## begin Dataset

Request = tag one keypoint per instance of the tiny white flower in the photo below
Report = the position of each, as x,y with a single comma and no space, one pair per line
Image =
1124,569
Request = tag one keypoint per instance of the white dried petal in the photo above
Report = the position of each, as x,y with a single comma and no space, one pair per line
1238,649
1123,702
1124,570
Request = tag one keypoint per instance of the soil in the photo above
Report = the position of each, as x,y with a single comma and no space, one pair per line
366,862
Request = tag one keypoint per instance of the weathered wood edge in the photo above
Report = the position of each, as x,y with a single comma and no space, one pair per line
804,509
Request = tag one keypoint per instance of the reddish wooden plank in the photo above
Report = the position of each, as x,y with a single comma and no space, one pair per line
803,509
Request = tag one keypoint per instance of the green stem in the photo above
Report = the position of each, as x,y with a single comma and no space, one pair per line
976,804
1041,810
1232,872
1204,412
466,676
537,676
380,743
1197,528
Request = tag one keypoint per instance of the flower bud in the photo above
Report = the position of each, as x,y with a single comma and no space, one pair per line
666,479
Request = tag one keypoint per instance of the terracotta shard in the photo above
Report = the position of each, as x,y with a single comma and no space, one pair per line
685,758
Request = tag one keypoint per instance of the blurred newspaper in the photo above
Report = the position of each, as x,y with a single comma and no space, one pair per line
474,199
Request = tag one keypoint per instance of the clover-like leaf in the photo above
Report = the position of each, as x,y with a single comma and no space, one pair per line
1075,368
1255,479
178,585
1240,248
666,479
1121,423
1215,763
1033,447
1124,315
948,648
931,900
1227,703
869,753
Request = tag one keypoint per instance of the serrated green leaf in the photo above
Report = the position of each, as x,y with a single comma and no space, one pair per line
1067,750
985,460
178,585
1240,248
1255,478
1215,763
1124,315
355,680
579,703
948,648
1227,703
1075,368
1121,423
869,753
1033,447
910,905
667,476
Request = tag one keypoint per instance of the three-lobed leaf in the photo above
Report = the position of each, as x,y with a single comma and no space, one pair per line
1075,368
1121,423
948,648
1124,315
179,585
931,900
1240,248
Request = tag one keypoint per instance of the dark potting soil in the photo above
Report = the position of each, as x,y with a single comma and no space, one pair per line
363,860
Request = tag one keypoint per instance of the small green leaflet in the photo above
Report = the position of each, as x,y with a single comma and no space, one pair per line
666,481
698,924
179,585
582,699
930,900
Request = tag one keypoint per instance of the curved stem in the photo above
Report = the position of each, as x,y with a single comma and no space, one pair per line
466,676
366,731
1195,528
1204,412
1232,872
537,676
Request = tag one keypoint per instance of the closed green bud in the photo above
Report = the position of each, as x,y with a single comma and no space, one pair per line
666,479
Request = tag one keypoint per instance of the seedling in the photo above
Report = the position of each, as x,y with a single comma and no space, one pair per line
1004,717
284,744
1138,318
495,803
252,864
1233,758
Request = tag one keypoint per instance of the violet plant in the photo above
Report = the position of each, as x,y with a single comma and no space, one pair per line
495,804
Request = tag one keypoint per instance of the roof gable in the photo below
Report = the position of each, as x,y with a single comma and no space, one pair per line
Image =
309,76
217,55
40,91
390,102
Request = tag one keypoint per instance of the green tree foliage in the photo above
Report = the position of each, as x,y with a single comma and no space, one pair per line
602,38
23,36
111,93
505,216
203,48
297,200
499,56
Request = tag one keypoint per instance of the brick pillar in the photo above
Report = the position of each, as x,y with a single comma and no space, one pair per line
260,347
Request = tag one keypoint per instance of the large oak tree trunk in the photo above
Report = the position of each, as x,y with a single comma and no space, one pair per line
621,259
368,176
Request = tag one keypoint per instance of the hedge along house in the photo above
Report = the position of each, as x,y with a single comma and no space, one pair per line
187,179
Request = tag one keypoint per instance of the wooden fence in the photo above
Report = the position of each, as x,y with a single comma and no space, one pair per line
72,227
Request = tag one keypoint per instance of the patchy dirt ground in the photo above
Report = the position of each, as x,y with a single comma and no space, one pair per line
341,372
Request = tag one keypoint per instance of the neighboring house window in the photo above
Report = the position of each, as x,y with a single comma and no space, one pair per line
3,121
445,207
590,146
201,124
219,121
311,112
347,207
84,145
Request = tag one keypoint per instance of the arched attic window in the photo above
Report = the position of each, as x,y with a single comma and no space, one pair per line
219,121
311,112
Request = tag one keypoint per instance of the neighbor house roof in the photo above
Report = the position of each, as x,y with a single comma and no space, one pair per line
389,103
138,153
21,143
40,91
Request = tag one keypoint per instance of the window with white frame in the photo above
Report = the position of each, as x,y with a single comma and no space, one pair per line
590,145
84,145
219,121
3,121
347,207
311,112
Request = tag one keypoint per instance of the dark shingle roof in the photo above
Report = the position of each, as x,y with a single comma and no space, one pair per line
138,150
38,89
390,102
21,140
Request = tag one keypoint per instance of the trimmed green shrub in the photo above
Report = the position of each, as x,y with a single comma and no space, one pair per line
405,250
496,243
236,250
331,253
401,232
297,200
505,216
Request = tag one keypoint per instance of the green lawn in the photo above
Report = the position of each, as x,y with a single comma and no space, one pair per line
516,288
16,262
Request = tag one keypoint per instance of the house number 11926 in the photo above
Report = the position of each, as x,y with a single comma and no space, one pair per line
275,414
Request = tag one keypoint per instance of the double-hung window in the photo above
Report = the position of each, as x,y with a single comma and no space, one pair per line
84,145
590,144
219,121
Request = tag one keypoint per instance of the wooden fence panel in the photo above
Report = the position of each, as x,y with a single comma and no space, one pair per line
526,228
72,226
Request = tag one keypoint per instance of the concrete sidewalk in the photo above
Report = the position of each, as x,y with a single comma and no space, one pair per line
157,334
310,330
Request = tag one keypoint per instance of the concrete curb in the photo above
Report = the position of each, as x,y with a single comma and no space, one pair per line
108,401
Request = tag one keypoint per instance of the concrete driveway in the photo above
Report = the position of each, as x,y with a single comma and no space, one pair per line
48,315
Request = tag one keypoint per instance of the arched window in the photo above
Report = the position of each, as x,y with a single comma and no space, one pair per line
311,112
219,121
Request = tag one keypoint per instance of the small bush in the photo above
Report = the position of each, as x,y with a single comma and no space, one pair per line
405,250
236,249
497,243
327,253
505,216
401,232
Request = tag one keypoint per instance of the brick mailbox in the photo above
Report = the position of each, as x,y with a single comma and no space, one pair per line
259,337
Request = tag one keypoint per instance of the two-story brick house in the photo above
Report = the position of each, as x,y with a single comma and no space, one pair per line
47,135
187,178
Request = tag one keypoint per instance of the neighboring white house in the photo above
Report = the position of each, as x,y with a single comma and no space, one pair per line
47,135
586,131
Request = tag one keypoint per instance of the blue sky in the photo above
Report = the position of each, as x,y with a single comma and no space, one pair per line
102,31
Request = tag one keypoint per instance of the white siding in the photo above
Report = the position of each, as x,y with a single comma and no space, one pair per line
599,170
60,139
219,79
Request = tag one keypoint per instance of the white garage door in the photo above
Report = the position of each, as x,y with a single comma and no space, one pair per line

## end Dataset

■ **Goal**: Restate the listing in full, word for word.

■ **Answer to this exercise**:
Request = tag one keypoint per instance of the tiny white flower in the photo below
Report = the position of each, as x,y with a single comma and no space, one pair per line
Image =
1124,569
Request = tag one keypoint per instance of the white dried petal in the photo above
Report = the position of each, as x,y with a single comma and no space, one pair per line
1238,649
1123,702
1124,570
Request = tag one keypoint per instance of the soil in the photo above
Report = the position of each, as x,y with a single comma and no space, one pair per line
366,862
Request = tag one keypoint per instance of the weathered wood edge in the photo above
Report = the position of each, as x,y with a single comma and no space, one pair per line
804,509
Request = tag one keypoint per instance of the reddish wooden plank in the photo above
Report = the position of each, as x,y with a single comma and no space, one pair per line
803,509
Request = tag one keypoint per instance of the green stem in the photo above
Report = the position of each, as x,y with a single comma and no space, one pair per line
976,804
1041,810
1232,872
1204,412
466,676
537,676
380,743
1197,528
Request = tag one keypoint per instance of the flower bud in the photo above
Report = the position of each, as x,y with a single comma and no space, one pair per line
666,479
Request = tag one keypoint per instance of the terracotta shard in the photo above
Report = the position of each, as x,y with a single comma and no space, one pair per line
685,758
Request = tag one keypoint per instance of the blurred newspaper in the photo above
Report = the position of each, as x,y with a single comma and no space, one pair per line
474,199
Request = tag one keypoint per instance of the clover-like leaf in the photo above
Report = the position of each, as x,y with a single comma and no space, one pair per line
1075,368
1255,479
178,585
1240,248
666,479
1121,423
1215,763
1033,447
1124,315
948,648
931,900
1227,703
869,753
Request = tag one keypoint per instance of the serrated green leaf in the photo above
Report = the position of each, as x,y with a single comma and no space, one pair per line
1067,750
985,460
178,585
1240,248
1255,478
1215,763
1124,315
355,680
579,703
948,648
1227,703
1075,368
1121,423
869,753
1033,447
910,905
667,476
Request = tag one keypoint per instance of the three-lobed leaf in the photo above
Report = the position of each, as x,y with a single comma and no space, one pair per line
1075,368
1121,423
948,648
1124,315
179,585
931,900
1240,248
Request = tag one keypoint per instance of the dark potting soil in the photo above
Report = the position of each, as x,y with a single comma and no space, one pair per line
363,860
Request = tag one keypoint per instance of the small green leaflet in the photo above
Report = the position of each, as x,y with a single comma and no space, one pair per line
666,481
698,924
179,585
582,699
930,900
Request = tag one keypoint per instance of the curved stem in the photo above
Report = the position of each, as x,y with a single comma and no space, one pair per line
466,676
366,731
1195,528
1204,412
1232,872
537,676
Request = tag one keypoint per instance of the closed green bud in the photo above
Report = the position of each, as x,y with a single comma and no space, one pair per line
666,479
Request = tag one keypoint per instance of the seedling in the photo above
Report = the position of each, as x,y with a single comma and no space, one pair per line
1004,717
284,744
1138,318
495,803
252,864
1233,758
Request = tag one keypoint per instance of the violet plant in the photo above
Report = the position of each, as x,y with a single comma and no space, one pair per line
495,804
Request = tag one keypoint per instance of the roof gable in the photo below
Report = the position of each, as x,y with a single comma and no space, one pair per line
Image =
309,76
217,55
40,91
390,102
Request = tag one keypoint per instance of the green tree foliage in the photo above
Report = the position of each, as x,y with a single comma and no space, one pair per line
602,38
23,36
111,93
505,216
203,48
297,200
499,56
Request = tag one keypoint per instance of the brick pillar in the photo above
Report = the position of each, as x,y with a single comma and no space, one pair per line
260,347
Request = tag one keypoint per instance of the large oak tree trunk in the photo above
Report = the position of each, as x,y with a single comma and no space, one pair per line
621,259
368,176
Request = tag one keypoint per instance of the hedge along house in the photo above
Report = the position of each, as x,y with a single comma and no space, one pair per line
187,179
Request = tag one keypoint per instance of the wooden fence in the photo above
Report = the position of each, as x,y with a single comma and no space, one pair per line
72,227
Request = tag one keypoint per instance of the patchy dirt ground in the photo above
Report = the position of each, as x,y with a single comma and no space, one pair per line
341,372
Request = tag one keypoint per instance of the neighboring house window in the photo above
Report = the position of each, as x,y with a single comma and no space, one pair per line
3,121
445,207
590,146
201,124
219,121
311,112
347,207
84,145
Request = tag one keypoint per instance of the arched attic window in the photo above
Report = the position of each, as x,y with a single comma and no space, one pair per line
219,121
311,112
Request = tag one keypoint per instance of the neighbor house roof in the photo above
Report = the position of each, as x,y with a single comma and no space, one pair per line
389,103
138,153
21,143
40,91
Request = tag one keypoint per instance of the window with white frame in the photo above
Report = the position of each, as x,y with a single comma and no space, one pair per line
590,145
84,145
219,121
3,121
347,207
311,112
Request = tag one keypoint per instance of the dark shingle roof in the photo above
Report = the position of each, as x,y with a single comma and no space, one pair per line
138,150
38,89
390,102
21,140
Request = tag one keypoint per instance of the trimmed green shrub in the photo above
Report = the position of each, as x,y with a single comma and no space, one pair per line
405,250
496,243
236,250
331,253
401,232
297,200
505,216
Request = tag one keypoint per instance of the green lawn in the photo above
Report = the position of each, as x,y with a single comma and no space, one pair per line
516,288
16,262
Request = tag one keypoint per instance of the house number 11926 in the photo above
Report = the position of each, as x,y with a single comma and no space, one pair per line
275,414
Request = tag one keypoint per instance of the double-hung window in the photo above
Report = the position of each, as x,y with a single comma and no space, one pair per line
84,145
590,144
219,121
Request = tag one keypoint per instance of the wooden fence panel in the photo above
Report = the position of each, as x,y with a single comma and no space, one pair per line
526,228
72,226
Request = tag one keypoint per instance of the concrete sidewalk in the photo above
Report = the position of each, as x,y with a single comma and no space, one pair per line
157,334
310,330
Request = tag one keypoint per instance of the concrete curb in the photo above
Report = the position of each, as x,y with a single comma and no space, one pair per line
108,401
Request = tag one keypoint per instance of the concrete driveway in the photo above
Report = the position of each, as x,y with a single comma and no space, one pair per line
48,315
Request = tag one keypoint per instance of the arched window in the photo above
Report = the position of each, as x,y with a single comma and no space, one pair per line
311,112
219,121
Request = tag one keypoint per instance of the small bush in the photo above
Report = the position of each, as x,y with a single comma and no space, one pair per line
405,250
236,249
497,243
327,253
505,216
401,232
Request = tag one keypoint per instance of the brick mailbox in the photo above
Report = the position of each, as x,y with a single comma and no space, one pair per line
259,337
Request = tag one keypoint per instance of the two-story brick house in the photo above
Report = the position of each, as x,y with a single comma and no space, one pair per line
47,135
187,178
Request = tag one keypoint per instance of the neighboring white house in the photo above
Report = the position of each, as x,y with a single comma and no space, one pair per line
47,135
586,131
Request = tag one keypoint per instance of the blue sky in the photo above
Report = the position of each, as x,y with a single comma and no space, one pair per line
102,31
Request = tag one keypoint per instance of the white siding in the photo above
Report = the position of each, as x,y with a single comma and no space, one pair per line
599,170
60,139
219,79
Request = tag one keypoint per instance of the white garage door in the photo above
Report = the position of each, as x,y with a single comma and no space, one pair per line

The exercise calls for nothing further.